[Start of section]

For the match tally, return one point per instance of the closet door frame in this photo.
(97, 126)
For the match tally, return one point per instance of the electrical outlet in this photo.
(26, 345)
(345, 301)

[End of section]

▶ _ASSIGNED TASK_
All of the material, restated exactly, is the expected result.

▶ _RESPONSE FOR THIS EXERCISE_
For the match tally, return one point per instance of the closet door frame in this photo.
(97, 126)
For the match tally, return one point per instance of the electrical outlet in this photo.
(26, 345)
(345, 301)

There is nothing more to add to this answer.